→ TASK INSTRUCTIONS
Render the listing from the line with "trace: red knit scarf" up to and including the line with "68 133 L 59" as a Markdown table, with a Row column for the row number and a Line column for the text of each line, skipping blank lines.

→ INPUT DATA
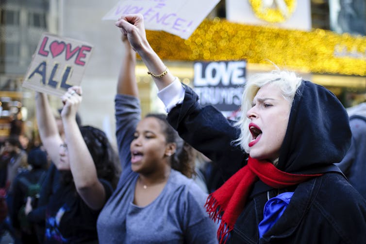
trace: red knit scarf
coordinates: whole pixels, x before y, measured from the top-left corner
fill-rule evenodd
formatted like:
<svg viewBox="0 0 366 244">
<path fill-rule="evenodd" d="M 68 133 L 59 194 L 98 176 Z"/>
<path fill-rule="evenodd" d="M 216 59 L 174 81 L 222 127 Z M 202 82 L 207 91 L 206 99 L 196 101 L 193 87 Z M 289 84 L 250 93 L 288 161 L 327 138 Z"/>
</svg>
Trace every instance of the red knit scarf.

==

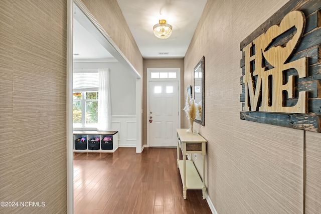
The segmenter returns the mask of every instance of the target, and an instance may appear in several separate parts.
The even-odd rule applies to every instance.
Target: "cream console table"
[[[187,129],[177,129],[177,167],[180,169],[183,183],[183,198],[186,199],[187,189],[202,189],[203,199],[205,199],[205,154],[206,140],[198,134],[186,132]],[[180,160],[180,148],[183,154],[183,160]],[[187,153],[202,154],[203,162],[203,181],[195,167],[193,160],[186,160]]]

→ WRITTEN SOLUTION
| Row | Line |
|---|---|
| 1 | trace: red knit scarf |
| 2 | coordinates: whole pixels, x before y, measured from the top-left corner |
| 3 | fill-rule evenodd |
| 4 | formatted like: |
| 5 | <svg viewBox="0 0 366 244"> |
| 6 | <path fill-rule="evenodd" d="M 68 133 L 59 194 L 98 176 Z"/> |